# Objective
Find the line containing "Exercise. Mark the black tent" in the material below; copy that line and all following lines exactly.

** Begin Recorded data **

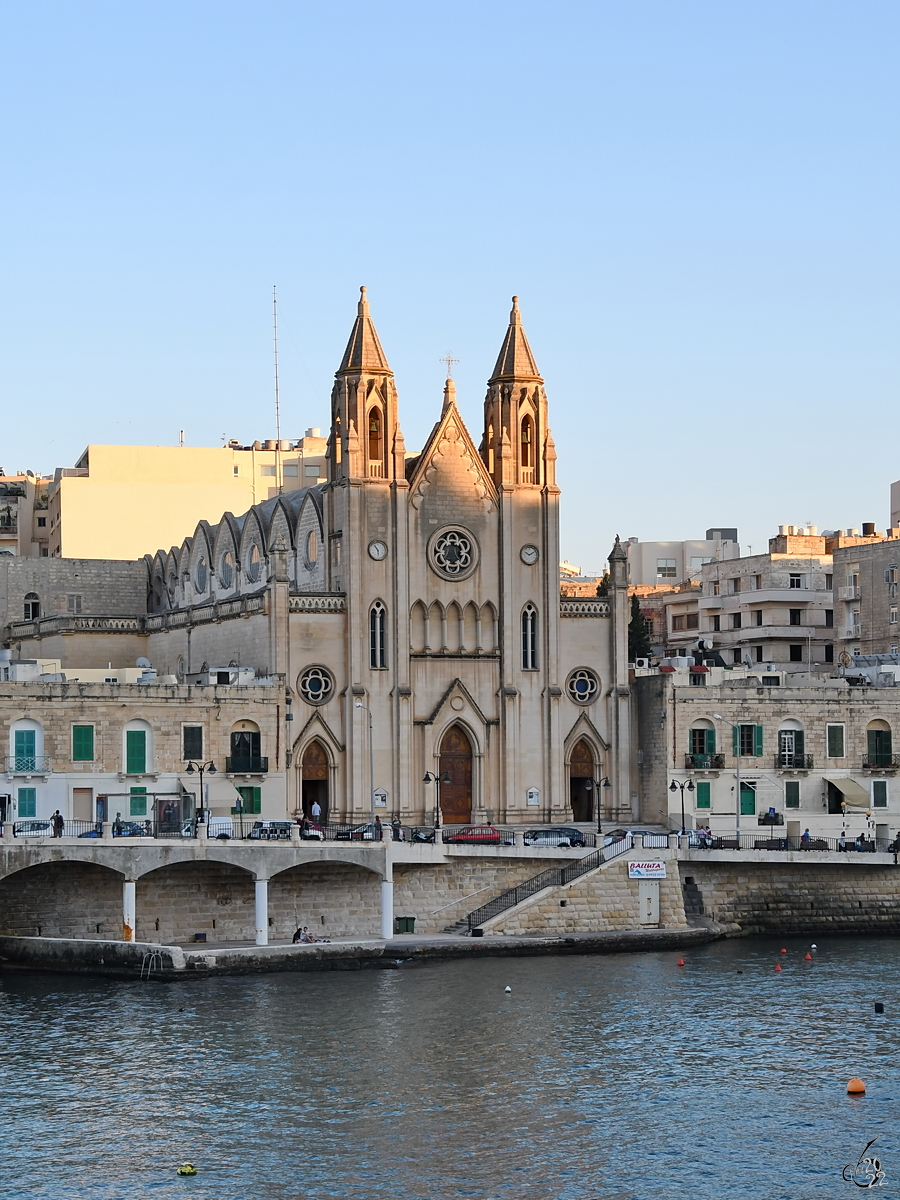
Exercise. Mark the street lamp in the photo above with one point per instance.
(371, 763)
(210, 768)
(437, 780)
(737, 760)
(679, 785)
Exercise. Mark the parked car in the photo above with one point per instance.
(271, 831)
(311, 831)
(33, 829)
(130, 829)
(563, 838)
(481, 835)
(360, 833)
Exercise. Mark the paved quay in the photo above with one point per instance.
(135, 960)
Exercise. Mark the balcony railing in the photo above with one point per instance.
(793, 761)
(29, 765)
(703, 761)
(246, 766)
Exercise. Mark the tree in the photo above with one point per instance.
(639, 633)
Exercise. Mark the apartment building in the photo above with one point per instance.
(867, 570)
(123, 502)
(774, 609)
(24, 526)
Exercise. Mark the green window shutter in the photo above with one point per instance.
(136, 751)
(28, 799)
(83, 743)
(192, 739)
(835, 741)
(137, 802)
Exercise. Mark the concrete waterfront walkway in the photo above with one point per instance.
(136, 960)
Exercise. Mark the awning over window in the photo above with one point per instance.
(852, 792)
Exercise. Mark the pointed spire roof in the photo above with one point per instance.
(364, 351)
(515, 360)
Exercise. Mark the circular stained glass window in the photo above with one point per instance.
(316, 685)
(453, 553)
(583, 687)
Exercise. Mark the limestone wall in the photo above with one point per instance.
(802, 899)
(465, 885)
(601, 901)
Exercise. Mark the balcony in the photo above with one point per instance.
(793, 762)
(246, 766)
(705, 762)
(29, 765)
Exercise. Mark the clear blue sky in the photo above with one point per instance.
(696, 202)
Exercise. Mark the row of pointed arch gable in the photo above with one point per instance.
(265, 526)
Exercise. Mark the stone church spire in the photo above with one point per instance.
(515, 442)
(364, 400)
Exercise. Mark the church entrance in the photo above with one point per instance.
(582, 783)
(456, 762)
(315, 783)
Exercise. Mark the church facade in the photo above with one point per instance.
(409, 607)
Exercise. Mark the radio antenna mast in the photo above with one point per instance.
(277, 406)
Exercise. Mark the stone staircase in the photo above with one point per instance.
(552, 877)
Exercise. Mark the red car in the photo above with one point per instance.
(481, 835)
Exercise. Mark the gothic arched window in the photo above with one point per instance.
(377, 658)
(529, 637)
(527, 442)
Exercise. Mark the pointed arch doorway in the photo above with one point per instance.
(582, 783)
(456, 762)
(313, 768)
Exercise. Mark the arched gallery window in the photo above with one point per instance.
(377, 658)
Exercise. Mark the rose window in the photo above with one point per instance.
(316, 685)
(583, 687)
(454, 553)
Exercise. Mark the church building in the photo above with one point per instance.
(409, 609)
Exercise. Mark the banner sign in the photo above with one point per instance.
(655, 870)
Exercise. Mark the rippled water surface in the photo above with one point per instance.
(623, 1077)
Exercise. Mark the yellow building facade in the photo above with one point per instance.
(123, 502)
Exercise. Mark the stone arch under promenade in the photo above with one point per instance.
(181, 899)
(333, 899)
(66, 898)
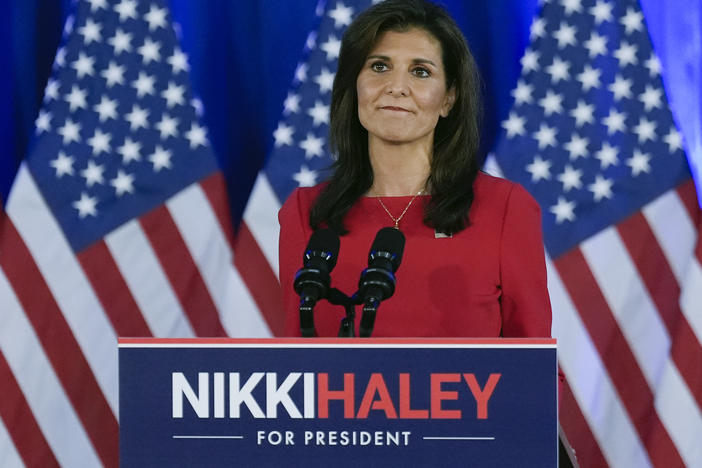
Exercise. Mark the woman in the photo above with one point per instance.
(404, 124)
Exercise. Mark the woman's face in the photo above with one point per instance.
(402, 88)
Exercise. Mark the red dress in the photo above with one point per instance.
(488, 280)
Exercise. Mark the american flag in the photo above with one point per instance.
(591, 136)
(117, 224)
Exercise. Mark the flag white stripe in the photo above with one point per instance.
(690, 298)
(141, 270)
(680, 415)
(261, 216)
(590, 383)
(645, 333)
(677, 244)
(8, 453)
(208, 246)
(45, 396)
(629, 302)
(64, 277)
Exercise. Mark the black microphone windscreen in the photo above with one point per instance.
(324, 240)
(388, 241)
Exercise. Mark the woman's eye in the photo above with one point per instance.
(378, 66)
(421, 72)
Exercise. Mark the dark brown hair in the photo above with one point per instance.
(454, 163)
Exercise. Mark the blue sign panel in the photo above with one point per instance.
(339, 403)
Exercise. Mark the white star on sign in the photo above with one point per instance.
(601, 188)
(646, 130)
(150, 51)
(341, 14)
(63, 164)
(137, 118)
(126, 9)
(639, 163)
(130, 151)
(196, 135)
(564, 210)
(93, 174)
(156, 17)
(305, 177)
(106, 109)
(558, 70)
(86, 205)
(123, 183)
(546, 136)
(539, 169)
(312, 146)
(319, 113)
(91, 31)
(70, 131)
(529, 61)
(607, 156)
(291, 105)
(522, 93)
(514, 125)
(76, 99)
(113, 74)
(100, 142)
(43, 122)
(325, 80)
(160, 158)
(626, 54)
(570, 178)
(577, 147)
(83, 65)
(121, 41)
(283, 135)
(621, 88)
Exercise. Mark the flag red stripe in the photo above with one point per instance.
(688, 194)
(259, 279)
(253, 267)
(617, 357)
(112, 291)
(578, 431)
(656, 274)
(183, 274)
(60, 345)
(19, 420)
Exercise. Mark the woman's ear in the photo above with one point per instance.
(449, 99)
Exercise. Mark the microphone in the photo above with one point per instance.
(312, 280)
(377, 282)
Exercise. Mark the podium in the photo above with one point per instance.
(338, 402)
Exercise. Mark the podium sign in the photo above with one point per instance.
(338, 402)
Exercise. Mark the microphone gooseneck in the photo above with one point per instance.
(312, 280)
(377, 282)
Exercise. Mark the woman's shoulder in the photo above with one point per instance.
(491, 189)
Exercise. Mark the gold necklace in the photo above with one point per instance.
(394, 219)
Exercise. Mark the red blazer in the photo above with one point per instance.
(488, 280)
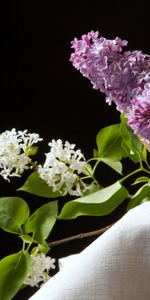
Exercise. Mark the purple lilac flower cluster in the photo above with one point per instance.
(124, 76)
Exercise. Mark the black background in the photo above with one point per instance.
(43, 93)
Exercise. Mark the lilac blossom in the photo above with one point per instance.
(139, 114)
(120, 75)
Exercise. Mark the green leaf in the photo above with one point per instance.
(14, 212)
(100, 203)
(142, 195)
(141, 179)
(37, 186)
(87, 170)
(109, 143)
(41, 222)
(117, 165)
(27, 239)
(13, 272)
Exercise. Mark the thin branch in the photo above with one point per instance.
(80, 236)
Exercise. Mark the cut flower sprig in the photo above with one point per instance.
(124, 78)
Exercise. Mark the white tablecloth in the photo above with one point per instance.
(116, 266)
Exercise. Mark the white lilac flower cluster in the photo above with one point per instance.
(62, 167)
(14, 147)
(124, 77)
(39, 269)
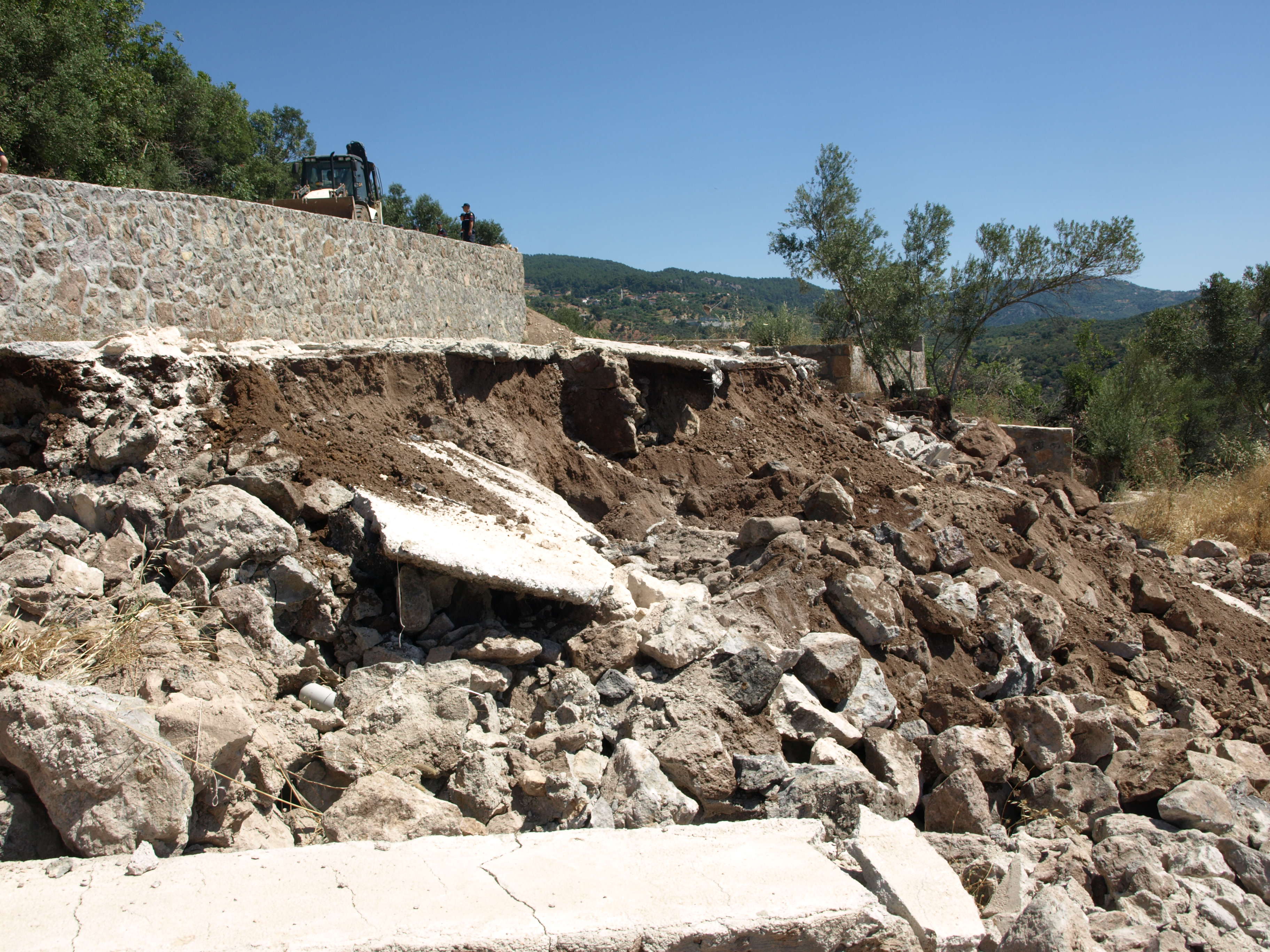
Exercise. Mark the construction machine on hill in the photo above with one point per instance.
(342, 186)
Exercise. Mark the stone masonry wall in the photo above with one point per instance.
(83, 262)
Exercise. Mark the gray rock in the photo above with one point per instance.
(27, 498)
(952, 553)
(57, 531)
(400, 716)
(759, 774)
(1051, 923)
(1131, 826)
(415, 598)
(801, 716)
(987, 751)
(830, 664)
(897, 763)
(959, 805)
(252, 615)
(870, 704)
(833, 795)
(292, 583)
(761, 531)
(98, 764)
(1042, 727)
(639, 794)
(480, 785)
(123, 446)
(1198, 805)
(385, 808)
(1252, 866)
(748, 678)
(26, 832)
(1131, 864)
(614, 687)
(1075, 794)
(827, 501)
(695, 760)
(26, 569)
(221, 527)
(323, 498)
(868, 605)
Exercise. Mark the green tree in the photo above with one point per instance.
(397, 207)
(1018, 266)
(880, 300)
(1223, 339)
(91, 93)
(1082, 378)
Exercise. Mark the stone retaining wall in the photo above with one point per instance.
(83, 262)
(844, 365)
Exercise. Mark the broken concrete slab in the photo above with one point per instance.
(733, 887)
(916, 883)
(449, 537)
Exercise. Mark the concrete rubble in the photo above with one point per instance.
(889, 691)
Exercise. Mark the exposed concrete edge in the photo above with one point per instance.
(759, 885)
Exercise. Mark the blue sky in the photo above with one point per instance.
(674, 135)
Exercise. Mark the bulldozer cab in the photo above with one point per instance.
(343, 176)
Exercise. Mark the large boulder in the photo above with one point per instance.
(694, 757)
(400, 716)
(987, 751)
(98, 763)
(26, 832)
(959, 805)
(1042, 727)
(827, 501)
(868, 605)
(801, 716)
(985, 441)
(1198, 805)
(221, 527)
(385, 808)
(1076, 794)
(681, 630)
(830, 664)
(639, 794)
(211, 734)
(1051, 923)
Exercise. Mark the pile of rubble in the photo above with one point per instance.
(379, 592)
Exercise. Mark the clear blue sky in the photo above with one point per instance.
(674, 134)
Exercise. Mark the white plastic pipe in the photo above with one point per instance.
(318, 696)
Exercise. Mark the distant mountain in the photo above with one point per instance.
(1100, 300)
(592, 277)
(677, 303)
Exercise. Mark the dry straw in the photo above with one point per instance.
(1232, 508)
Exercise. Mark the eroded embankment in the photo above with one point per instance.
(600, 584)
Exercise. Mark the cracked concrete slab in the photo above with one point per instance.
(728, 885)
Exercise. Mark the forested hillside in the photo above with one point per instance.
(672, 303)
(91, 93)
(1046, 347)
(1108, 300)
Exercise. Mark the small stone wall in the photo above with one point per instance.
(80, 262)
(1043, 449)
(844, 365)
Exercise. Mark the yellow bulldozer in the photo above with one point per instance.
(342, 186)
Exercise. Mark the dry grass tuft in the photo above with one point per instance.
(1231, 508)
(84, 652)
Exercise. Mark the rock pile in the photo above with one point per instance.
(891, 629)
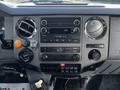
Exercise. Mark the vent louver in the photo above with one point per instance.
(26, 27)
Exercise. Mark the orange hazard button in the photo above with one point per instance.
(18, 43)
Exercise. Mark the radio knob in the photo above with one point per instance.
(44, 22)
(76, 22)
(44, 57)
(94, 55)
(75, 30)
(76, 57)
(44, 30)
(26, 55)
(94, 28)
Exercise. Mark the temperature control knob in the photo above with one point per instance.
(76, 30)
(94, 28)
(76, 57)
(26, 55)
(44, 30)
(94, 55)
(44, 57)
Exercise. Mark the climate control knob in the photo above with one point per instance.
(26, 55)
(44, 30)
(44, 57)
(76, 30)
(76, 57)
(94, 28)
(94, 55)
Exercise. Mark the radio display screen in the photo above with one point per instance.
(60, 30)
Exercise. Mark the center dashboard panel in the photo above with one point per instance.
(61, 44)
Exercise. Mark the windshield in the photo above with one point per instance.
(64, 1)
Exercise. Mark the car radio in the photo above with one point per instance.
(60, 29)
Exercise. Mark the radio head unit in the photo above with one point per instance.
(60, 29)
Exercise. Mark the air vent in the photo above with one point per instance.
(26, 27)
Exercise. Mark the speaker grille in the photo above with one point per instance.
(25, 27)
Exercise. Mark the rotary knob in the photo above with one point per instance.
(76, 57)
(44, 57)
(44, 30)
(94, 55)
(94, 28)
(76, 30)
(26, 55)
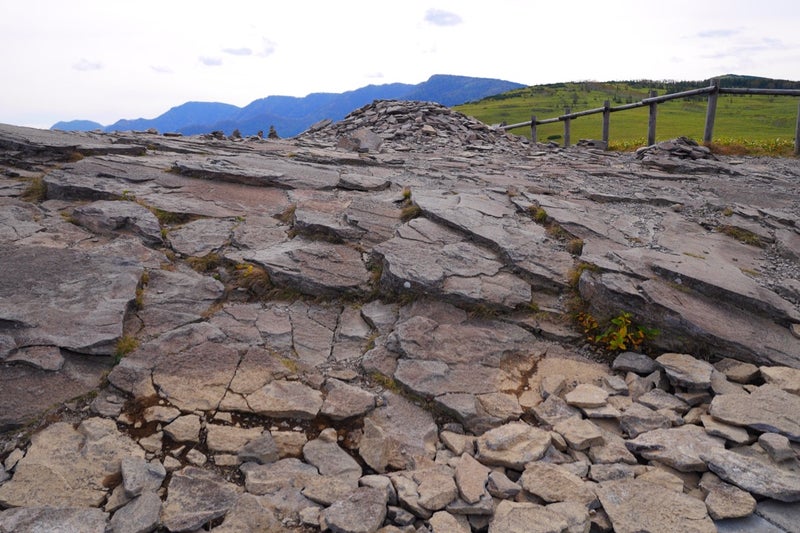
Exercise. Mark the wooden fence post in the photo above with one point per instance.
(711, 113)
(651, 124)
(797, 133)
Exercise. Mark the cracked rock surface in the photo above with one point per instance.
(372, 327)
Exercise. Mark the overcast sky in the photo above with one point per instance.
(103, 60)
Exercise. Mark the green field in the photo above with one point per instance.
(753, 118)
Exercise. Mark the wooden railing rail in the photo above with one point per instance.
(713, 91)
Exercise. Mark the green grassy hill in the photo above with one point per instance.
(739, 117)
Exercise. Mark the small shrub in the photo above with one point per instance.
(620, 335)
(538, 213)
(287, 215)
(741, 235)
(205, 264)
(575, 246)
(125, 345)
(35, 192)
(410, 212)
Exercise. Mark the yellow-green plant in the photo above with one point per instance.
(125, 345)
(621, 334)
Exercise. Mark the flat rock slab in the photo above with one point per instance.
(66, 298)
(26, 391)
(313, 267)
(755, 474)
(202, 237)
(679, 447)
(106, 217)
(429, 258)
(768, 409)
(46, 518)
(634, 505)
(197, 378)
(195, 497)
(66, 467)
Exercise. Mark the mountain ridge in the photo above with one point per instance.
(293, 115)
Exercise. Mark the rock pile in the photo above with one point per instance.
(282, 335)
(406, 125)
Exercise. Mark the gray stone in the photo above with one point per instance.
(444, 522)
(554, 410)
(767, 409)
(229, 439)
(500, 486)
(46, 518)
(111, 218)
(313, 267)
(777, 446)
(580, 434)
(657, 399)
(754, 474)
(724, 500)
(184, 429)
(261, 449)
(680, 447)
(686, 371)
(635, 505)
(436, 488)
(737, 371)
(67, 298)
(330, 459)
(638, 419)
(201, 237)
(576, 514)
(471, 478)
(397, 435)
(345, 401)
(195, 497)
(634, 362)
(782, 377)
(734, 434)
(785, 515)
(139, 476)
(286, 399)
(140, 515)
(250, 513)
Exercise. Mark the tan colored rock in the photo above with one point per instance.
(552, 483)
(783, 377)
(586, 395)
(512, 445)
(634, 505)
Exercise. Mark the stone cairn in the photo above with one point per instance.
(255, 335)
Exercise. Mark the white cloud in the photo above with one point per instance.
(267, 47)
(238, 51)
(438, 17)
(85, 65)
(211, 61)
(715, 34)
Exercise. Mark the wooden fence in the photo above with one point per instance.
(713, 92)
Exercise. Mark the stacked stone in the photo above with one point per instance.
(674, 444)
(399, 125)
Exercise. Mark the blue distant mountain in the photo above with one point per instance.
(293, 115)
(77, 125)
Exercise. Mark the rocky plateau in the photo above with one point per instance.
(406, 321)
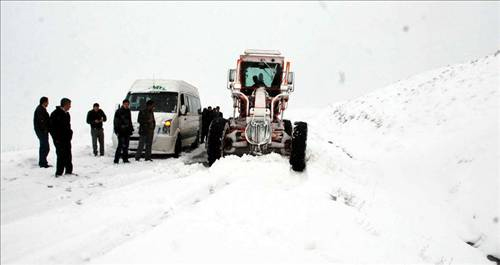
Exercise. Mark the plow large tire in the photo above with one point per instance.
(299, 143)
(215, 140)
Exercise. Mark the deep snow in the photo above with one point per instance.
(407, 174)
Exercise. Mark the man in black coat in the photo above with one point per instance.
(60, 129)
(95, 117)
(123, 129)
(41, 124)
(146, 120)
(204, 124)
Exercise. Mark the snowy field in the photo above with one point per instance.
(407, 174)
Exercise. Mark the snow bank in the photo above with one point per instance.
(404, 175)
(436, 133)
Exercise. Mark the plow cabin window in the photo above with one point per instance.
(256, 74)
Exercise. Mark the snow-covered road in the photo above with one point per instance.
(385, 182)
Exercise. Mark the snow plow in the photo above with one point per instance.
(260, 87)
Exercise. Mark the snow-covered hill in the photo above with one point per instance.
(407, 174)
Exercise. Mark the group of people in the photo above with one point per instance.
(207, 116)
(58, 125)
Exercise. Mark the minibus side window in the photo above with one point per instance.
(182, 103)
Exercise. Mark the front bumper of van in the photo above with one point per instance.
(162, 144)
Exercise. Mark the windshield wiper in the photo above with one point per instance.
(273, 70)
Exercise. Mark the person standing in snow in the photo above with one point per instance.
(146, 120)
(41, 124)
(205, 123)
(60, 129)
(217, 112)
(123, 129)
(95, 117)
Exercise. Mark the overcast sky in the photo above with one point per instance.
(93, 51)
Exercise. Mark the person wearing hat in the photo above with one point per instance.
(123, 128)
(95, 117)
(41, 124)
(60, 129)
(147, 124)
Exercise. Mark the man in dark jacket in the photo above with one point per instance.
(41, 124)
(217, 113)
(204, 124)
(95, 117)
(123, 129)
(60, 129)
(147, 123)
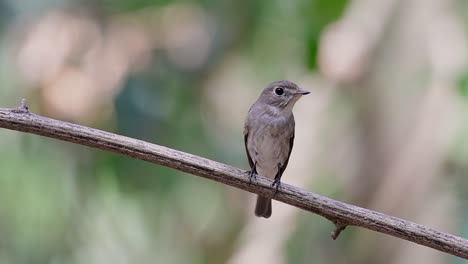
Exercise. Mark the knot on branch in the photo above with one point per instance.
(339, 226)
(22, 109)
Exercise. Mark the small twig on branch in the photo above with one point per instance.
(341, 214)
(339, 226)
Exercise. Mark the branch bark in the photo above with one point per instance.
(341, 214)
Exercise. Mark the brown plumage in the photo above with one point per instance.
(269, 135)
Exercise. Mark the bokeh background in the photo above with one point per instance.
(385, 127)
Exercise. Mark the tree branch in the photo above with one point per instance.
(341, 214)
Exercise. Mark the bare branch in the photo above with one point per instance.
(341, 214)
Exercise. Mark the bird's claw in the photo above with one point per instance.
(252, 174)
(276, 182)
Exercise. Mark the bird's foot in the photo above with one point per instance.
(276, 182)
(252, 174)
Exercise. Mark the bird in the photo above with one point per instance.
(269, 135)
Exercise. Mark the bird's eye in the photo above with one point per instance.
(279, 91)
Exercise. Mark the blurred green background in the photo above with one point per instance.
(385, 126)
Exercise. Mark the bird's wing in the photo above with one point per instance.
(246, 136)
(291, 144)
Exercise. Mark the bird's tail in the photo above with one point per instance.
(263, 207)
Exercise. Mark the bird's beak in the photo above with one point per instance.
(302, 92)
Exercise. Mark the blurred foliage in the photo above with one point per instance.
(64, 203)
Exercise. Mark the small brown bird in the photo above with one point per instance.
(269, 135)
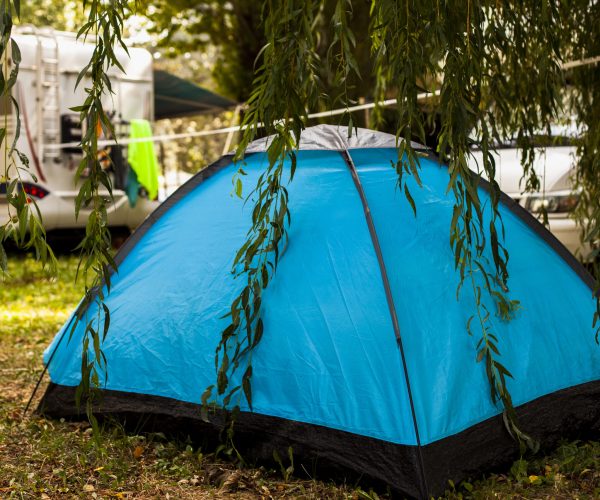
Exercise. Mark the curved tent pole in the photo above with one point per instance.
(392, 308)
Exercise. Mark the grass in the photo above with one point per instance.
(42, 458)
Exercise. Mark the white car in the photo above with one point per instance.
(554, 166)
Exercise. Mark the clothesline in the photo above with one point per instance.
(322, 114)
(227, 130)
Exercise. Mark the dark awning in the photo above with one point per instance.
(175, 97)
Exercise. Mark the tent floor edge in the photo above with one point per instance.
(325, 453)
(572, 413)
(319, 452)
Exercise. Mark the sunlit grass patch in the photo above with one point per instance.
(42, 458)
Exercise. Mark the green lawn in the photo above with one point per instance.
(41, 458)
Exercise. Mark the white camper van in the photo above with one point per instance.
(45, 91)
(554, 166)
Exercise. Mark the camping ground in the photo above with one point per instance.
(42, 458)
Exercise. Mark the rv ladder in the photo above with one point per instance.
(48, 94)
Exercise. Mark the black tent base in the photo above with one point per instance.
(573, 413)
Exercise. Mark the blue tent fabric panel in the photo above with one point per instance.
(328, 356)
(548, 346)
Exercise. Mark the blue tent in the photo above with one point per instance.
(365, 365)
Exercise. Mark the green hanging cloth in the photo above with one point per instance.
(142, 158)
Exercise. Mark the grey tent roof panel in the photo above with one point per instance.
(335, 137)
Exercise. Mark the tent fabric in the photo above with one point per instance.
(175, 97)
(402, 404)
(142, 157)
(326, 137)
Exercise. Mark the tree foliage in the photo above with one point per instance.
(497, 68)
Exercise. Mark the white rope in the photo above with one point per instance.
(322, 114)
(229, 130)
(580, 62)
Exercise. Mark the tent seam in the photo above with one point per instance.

** End Recorded data **

# Complete output
Exercise. Mark the black tent base in the photo above with one point per instance.
(573, 413)
Exercise. Mark the blue tent fabric panel in the photo above with one point per instance.
(328, 356)
(548, 346)
Exercise. Mark the blue tent in the photo above with one point per instance.
(365, 365)
Exercise. Mark the green hanging cloth in the photo above with one point per instance.
(142, 158)
Exercise. Mark the grey tent roof panel in the photo above with one point per instance.
(335, 137)
Exercise. Mark the tent fabric in the photo above with one point per instance.
(175, 97)
(402, 404)
(142, 157)
(326, 137)
Exercise. Mark the tree foliage in the photo above with one point per instance.
(497, 68)
Exercise. Mark the white rope in the photo above with one point per instance.
(322, 114)
(229, 130)
(580, 62)
Exercise. Mark the tent seam in the photo above with one point per instance.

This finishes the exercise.